→ **PROBLEM 1**: Decide whether each statement below agrees with the report on assisted dying, answering yes or no and quoting the words from the report that settle it. (a) The letters were sent by a group of 56 MPs and peers. (b) The Government intends to start its own inquiry into assisted dying. (c) The new assisted dying Bill took first place in the House of Lords Private Members' Bill ballot.
→ **PROBLEM 2**: Summarize the report on assisted dying in two sentences.

→ **TEXT SHOWN**:
--- START ---

The Government would reportedly be pleased to see a parliamentary inquiry into the law banning assisted dying in England and Wales, it has been reported. The Telegraph reports that the Government has no intention of instigating its own inquiry into assisted dying, but also quotes a senior source at the Ministry of Justice as saying words to the effect that Ministers would ‘be pleased to see either the Health select committee or Justice select committee gather evidence on the issue’.
The news follows shortly after a group of 56 MPs and peers wrote to the Justice Secretary, Robert Buckland MP, and the Chairs of the Health, Justice, and Human Rights select committee, about assisted dying. The letters were co-organised by Humanists UK and My Death, My Decision, and was backed by Humanists UK’s patron Dr Henry Marsh, who has advanced cancer. They urged one of them to launch an inquiry into assisted dying. If the Government was not minded to launch its own inquiry, Mr Buckland was asked to instead call upon a select committee to do so. This is similar to what has now been reported.
Last week a new Bill to legalise assisted dying for adults of sound mind who have six or fewer months left to live secured seventh place in the House of Lords Private Members’ Bill ballot. The Bill is likely to be debated in the coming year. It will be the first time parliamentarians have debated legislation on assisted dying in over half a decade.

--- END ---

Referring expression data:

--- START ---

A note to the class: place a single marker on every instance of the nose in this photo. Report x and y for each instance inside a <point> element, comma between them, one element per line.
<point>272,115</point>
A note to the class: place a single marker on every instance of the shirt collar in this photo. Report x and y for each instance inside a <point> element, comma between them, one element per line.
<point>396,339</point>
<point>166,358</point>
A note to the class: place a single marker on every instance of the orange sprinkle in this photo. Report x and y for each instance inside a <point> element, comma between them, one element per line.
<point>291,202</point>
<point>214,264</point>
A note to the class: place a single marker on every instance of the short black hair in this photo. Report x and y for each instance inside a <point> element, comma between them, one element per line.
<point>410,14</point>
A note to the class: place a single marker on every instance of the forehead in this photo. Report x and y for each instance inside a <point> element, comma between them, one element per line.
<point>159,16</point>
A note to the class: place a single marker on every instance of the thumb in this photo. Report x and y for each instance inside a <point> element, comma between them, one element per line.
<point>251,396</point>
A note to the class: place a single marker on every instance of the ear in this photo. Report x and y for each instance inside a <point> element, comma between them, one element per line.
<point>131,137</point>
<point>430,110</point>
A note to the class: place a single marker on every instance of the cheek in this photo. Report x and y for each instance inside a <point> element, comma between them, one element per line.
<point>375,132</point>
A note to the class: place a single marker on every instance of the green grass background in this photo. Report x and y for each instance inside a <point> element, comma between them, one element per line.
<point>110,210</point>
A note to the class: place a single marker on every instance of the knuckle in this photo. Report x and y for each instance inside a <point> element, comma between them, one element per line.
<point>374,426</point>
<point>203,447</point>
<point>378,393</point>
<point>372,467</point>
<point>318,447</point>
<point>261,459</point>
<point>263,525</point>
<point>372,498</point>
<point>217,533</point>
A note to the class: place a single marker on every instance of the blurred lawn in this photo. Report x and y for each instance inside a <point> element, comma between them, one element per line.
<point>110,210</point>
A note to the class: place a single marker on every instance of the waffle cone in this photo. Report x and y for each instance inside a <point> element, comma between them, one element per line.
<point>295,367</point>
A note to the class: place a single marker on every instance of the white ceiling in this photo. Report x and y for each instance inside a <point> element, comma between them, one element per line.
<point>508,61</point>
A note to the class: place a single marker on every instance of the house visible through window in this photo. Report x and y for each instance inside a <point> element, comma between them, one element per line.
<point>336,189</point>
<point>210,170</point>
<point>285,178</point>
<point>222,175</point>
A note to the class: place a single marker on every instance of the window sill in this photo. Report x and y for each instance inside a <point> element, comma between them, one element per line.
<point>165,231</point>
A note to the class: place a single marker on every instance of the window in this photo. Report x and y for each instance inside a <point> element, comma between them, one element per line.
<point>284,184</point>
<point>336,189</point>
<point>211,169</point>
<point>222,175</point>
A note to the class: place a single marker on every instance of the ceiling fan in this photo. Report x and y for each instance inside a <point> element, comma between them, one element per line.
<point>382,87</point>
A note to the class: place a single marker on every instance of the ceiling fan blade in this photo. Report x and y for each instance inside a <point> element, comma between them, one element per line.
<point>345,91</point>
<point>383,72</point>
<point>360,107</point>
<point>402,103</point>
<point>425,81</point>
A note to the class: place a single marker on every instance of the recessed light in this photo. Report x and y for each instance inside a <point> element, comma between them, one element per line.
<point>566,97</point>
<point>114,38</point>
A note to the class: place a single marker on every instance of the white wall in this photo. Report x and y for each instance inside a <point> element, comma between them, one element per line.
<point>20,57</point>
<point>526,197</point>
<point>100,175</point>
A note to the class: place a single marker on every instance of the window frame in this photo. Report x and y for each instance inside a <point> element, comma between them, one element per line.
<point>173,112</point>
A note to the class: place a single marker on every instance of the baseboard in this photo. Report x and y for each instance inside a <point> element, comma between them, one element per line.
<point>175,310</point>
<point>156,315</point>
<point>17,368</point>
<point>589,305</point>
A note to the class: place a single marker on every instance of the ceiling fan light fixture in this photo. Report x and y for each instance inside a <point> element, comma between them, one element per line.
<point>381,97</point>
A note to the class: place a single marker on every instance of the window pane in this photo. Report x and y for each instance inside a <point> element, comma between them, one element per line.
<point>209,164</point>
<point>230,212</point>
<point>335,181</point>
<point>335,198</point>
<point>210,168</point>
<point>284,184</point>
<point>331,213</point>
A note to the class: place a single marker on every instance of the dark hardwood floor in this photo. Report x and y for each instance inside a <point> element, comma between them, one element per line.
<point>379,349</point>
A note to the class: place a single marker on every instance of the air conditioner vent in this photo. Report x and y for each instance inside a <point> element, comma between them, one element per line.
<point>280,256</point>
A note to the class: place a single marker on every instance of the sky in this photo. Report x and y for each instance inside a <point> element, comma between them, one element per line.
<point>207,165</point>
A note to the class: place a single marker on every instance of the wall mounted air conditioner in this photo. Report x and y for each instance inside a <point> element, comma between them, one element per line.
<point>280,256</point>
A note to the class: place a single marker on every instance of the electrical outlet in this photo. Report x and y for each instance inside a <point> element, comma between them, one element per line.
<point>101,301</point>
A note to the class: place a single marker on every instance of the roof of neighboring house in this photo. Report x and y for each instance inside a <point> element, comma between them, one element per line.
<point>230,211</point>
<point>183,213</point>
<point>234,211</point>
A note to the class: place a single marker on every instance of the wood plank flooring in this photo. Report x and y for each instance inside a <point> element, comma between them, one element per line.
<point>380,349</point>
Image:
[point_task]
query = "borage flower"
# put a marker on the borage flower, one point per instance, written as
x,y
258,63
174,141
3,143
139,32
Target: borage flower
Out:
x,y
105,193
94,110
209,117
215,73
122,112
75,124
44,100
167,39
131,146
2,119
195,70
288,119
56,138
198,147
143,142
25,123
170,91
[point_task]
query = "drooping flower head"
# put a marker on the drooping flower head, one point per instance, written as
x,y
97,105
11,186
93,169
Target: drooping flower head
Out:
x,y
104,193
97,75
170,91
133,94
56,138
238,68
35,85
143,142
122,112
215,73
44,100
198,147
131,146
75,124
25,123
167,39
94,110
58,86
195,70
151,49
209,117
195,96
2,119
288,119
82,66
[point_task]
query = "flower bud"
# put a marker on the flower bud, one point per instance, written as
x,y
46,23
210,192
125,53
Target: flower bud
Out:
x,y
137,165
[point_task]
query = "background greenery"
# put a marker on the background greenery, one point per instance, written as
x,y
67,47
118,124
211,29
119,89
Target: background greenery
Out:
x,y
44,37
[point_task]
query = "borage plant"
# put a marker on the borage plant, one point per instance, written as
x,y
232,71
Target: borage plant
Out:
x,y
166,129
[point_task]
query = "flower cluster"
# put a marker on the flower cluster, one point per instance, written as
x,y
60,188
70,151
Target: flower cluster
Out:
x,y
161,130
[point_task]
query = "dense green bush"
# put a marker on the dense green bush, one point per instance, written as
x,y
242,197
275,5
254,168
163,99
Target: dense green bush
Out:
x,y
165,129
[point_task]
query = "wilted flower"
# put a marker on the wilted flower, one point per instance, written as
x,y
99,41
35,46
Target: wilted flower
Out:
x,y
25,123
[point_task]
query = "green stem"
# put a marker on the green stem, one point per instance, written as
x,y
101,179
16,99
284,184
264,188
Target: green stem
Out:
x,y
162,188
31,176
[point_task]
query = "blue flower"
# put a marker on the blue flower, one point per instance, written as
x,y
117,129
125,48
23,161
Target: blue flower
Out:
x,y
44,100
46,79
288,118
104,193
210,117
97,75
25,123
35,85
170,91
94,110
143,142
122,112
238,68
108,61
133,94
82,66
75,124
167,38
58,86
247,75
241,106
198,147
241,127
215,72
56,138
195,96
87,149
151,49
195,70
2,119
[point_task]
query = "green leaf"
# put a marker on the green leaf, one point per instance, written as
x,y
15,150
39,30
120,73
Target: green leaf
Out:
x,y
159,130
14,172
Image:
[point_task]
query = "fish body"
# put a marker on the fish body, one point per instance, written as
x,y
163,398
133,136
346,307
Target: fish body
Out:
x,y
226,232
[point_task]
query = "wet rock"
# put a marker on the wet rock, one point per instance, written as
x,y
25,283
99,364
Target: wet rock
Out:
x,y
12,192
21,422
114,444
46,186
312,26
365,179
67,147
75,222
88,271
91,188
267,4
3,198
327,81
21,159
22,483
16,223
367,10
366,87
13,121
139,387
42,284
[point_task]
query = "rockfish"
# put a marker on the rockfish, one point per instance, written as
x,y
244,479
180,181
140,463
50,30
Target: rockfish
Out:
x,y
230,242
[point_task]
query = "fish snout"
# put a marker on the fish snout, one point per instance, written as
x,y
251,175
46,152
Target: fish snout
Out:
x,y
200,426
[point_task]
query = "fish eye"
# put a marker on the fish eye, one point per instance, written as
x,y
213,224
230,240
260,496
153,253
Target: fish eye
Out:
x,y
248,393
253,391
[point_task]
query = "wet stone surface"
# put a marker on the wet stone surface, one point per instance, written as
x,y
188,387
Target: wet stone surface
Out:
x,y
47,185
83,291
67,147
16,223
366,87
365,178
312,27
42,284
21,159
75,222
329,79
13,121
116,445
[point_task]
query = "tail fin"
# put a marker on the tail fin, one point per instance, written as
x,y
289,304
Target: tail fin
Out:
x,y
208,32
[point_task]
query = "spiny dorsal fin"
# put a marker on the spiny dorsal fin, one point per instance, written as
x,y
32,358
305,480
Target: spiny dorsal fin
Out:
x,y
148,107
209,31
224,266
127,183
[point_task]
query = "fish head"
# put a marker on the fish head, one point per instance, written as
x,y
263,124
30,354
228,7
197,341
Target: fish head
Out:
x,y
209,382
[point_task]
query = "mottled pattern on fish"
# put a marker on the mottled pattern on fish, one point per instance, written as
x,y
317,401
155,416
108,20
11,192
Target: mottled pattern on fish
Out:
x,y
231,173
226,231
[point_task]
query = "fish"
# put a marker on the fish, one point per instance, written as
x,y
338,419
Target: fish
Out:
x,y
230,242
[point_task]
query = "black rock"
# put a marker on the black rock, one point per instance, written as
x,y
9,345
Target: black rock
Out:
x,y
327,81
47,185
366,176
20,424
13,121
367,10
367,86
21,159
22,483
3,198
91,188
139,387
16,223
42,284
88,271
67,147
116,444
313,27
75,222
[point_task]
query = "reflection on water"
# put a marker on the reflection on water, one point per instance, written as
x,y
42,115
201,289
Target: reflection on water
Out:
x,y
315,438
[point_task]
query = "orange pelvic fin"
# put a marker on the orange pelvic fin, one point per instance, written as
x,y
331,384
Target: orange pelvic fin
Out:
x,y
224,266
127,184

--- END ---

→ **ANSWER AREA 1**:
(a) Yes: "a group of 56 MPs and peers wrote to the Justice Secretary, Robert Buckland MP"
(b) No: "the Government has no intention of instigating its own inquiry into assisted dying"
(c) No: "secured seventh place in the House of Lords Private Members’ Bill ballot"

→ **ANSWER AREA 2**: The Government reportedly will not launch its own inquiry into the law banning assisted dying in England and Wales, but would be pleased to see the Health or Justice select committee gather evidence, as 56 MPs and peers had urged in letters co-organised by Humanists UK and My Death, My Decision. A new Bill to legalise assisted dying for adults of sound mind with six or fewer months to live has secured seventh place in the House of Lords Private Members’ Bill ballot and is likely to be debated in the coming year.